Every record below needs to be printed again exactly.

——————————

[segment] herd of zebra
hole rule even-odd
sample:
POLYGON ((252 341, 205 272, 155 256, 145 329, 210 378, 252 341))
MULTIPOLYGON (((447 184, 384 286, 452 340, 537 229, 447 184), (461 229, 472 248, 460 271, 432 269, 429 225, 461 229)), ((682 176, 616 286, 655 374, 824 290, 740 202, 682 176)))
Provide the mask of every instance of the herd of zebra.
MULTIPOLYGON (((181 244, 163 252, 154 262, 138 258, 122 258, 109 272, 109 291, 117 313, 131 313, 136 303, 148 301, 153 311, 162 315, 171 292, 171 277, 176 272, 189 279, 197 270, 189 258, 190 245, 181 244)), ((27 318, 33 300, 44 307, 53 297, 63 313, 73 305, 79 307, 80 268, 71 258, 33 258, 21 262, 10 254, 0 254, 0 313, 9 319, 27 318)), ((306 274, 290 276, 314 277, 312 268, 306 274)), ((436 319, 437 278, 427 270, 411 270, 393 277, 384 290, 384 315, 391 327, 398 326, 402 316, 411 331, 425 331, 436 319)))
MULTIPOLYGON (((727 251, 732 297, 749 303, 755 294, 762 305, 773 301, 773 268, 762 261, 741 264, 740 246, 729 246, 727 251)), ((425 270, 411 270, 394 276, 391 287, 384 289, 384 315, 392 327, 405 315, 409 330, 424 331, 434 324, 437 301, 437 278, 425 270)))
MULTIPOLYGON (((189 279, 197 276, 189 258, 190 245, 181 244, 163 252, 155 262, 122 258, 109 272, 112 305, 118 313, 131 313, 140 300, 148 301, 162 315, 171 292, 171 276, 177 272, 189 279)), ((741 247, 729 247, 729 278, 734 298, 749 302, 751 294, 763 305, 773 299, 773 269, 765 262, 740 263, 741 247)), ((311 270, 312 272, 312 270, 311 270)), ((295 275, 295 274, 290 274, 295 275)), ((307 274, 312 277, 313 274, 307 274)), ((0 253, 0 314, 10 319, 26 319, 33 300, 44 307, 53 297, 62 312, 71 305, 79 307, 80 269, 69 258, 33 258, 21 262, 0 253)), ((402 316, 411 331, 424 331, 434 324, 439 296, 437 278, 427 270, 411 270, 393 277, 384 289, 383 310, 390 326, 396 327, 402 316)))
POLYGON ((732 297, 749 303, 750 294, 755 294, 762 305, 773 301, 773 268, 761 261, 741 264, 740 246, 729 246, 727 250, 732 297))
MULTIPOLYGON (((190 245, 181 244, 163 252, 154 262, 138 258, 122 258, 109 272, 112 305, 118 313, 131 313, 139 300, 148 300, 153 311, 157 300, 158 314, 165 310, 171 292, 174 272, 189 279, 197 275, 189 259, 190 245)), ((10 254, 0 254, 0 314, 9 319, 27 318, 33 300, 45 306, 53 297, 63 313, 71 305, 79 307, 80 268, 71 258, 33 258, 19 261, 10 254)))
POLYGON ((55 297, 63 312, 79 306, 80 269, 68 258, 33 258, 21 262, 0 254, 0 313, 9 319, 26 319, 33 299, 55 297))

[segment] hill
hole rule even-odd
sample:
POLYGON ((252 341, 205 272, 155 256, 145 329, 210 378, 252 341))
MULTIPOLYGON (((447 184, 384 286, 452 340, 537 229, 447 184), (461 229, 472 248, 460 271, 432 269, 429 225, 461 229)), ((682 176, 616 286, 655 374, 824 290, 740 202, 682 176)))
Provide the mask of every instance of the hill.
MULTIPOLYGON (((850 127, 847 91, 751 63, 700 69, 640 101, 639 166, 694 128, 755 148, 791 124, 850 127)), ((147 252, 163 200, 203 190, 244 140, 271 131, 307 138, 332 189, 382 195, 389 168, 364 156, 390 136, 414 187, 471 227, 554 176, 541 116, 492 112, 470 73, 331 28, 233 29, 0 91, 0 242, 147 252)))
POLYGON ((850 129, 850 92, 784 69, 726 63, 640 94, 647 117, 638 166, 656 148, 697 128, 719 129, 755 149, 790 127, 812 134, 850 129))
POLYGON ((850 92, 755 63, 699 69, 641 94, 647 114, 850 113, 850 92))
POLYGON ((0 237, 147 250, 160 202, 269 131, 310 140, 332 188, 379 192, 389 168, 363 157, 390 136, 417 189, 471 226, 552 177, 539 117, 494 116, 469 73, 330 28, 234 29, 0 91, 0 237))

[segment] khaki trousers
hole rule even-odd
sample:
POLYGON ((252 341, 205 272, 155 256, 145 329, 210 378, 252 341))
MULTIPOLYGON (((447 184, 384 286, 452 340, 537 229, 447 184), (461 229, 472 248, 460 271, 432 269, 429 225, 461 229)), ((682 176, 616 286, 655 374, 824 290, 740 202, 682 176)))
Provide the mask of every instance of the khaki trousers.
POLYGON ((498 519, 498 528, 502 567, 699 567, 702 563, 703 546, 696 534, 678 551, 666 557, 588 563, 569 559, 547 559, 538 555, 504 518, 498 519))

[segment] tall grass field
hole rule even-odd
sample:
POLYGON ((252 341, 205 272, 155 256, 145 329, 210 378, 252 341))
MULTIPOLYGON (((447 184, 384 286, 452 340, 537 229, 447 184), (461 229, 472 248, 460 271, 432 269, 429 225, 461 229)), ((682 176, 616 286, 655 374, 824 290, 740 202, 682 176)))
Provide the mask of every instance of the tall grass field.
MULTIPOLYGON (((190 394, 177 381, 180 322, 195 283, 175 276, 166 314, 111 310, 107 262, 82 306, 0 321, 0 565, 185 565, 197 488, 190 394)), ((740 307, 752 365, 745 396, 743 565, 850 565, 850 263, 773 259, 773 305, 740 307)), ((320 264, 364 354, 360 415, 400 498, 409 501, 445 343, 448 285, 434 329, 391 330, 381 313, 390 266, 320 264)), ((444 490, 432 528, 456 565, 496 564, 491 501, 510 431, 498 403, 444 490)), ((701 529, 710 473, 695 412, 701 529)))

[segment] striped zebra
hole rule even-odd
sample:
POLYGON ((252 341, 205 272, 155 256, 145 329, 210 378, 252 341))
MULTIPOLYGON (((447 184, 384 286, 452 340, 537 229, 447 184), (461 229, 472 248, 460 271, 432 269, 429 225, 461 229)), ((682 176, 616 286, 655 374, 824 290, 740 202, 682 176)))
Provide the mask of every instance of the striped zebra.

——————————

ANSWER TO THIS TASK |
[segment] herd of zebra
hole rule even-odd
sample:
POLYGON ((252 341, 205 272, 155 256, 145 329, 210 378, 252 341))
MULTIPOLYGON (((447 184, 384 286, 452 340, 537 229, 447 184), (461 229, 472 248, 460 271, 432 269, 429 225, 461 229)), ((682 176, 616 286, 655 374, 824 290, 740 202, 682 176)))
Provide the mask of every instance of the herd of zebra.
MULTIPOLYGON (((181 244, 163 252, 154 262, 138 258, 122 258, 109 272, 109 291, 117 313, 131 313, 136 303, 148 301, 153 311, 162 315, 171 292, 171 277, 176 272, 189 279, 197 270, 189 258, 190 245, 181 244)), ((27 318, 33 300, 44 307, 53 297, 63 313, 73 305, 79 307, 80 268, 71 258, 33 258, 21 262, 10 254, 0 254, 0 313, 9 319, 27 318)), ((306 274, 290 276, 314 277, 312 268, 306 274)), ((436 319, 437 278, 427 270, 411 270, 393 277, 384 290, 384 315, 391 327, 398 326, 402 316, 411 331, 425 331, 436 319)))
MULTIPOLYGON (((727 251, 732 297, 749 303, 755 294, 762 305, 773 301, 773 268, 762 261, 741 264, 740 246, 729 246, 727 251)), ((425 270, 411 270, 394 276, 391 287, 384 289, 384 315, 392 327, 405 315, 409 330, 424 331, 434 324, 437 301, 437 278, 425 270)))
MULTIPOLYGON (((189 279, 197 276, 189 258, 190 245, 181 244, 163 252, 155 262, 122 258, 109 272, 112 305, 118 313, 131 313, 140 300, 148 301, 162 315, 171 292, 171 276, 177 272, 189 279)), ((741 247, 729 247, 729 278, 734 298, 749 302, 751 294, 763 305, 773 299, 773 269, 765 262, 740 263, 741 247)), ((311 270, 312 272, 312 270, 311 270)), ((295 275, 295 274, 290 274, 295 275)), ((307 274, 312 277, 313 274, 307 274)), ((0 253, 0 314, 10 319, 26 319, 33 300, 44 307, 53 297, 62 312, 71 305, 79 307, 80 269, 69 258, 33 258, 21 262, 0 253)), ((402 316, 411 331, 424 331, 434 324, 439 296, 437 278, 427 270, 411 270, 393 277, 384 289, 383 310, 390 326, 396 327, 402 316)))
POLYGON ((732 297, 749 303, 750 294, 755 294, 762 305, 773 301, 773 268, 761 261, 741 264, 740 246, 729 246, 727 250, 732 297))
MULTIPOLYGON (((190 245, 181 244, 163 252, 154 262, 138 258, 122 258, 109 272, 112 305, 118 313, 131 313, 139 300, 148 300, 153 311, 157 300, 158 314, 165 310, 171 292, 174 272, 189 279, 197 275, 189 259, 190 245)), ((10 254, 0 254, 0 314, 9 319, 27 318, 33 300, 45 306, 53 297, 63 313, 71 305, 79 307, 80 268, 71 258, 33 258, 19 261, 10 254)))
POLYGON ((55 297, 63 312, 79 306, 80 269, 68 258, 33 258, 21 262, 0 254, 0 313, 9 319, 26 319, 33 299, 55 297))

[segment] hill
hole rule even-odd
sample:
POLYGON ((252 341, 205 272, 155 256, 145 329, 210 378, 252 341))
MULTIPOLYGON (((447 184, 384 286, 452 340, 537 229, 447 184), (461 229, 472 248, 460 271, 432 269, 429 225, 461 229)), ((682 176, 616 286, 655 374, 824 290, 740 202, 682 176)))
Provide the mask of every instance of the hill.
MULTIPOLYGON (((850 127, 847 91, 751 63, 700 69, 640 101, 639 166, 694 128, 755 148, 791 124, 850 127)), ((147 252, 163 200, 203 190, 244 140, 271 131, 307 138, 332 189, 382 195, 389 168, 364 156, 390 136, 414 187, 471 227, 554 176, 541 116, 492 112, 470 73, 331 28, 233 29, 0 91, 0 242, 147 252)))
POLYGON ((850 129, 850 92, 784 69, 726 63, 640 94, 647 117, 638 166, 656 148, 697 128, 719 129, 755 149, 790 127, 812 134, 850 129))
POLYGON ((850 92, 755 63, 699 69, 641 94, 647 114, 850 113, 850 92))
POLYGON ((0 237, 147 250, 160 202, 269 131, 310 140, 332 188, 379 192, 389 168, 363 157, 390 136, 417 189, 471 226, 552 177, 539 117, 494 116, 469 73, 330 28, 234 29, 0 91, 0 237))

[segment] khaki trousers
hole rule even-odd
sample:
POLYGON ((252 341, 205 272, 155 256, 145 329, 210 378, 252 341))
MULTIPOLYGON (((447 184, 384 286, 452 340, 537 229, 447 184), (461 229, 472 248, 460 271, 432 269, 429 225, 461 229)), ((682 176, 616 286, 655 374, 824 290, 740 202, 682 176)))
Provide the mask of every instance of the khaki trousers.
POLYGON ((498 519, 498 528, 502 567, 699 567, 702 563, 703 546, 696 534, 678 551, 666 557, 588 563, 569 559, 547 559, 538 555, 504 518, 498 519))

[segment] tall grass field
hole rule even-odd
sample:
POLYGON ((252 341, 205 272, 155 256, 145 329, 210 378, 252 341))
MULTIPOLYGON (((447 184, 384 286, 452 340, 537 229, 447 184), (461 229, 472 248, 460 271, 432 269, 429 225, 461 229)), ((682 176, 616 286, 655 374, 824 290, 740 202, 682 176)))
Provide the mask of every instance of the tall grass field.
MULTIPOLYGON (((190 394, 177 381, 180 322, 195 283, 175 276, 166 314, 111 310, 107 262, 82 306, 0 321, 0 565, 185 565, 197 488, 190 394)), ((740 307, 752 365, 745 396, 743 565, 850 565, 850 263, 773 259, 773 305, 740 307)), ((320 264, 364 354, 360 415, 400 498, 409 501, 445 343, 448 285, 434 329, 391 330, 381 313, 390 266, 320 264)), ((444 490, 432 528, 456 565, 496 564, 491 501, 510 431, 498 403, 444 490)), ((701 529, 710 473, 695 412, 701 529)))

[segment] striped zebra
hole rule even-odd
sample:
POLYGON ((252 341, 205 272, 155 256, 145 329, 210 378, 252 341))
MULTIPOLYGON (((447 184, 384 286, 452 340, 537 229, 447 184), (461 229, 472 248, 460 271, 432 269, 429 225, 461 229)), ((682 176, 616 286, 655 374, 824 290, 740 202, 682 176)))
Provide the mask of every instance of the striped zebra.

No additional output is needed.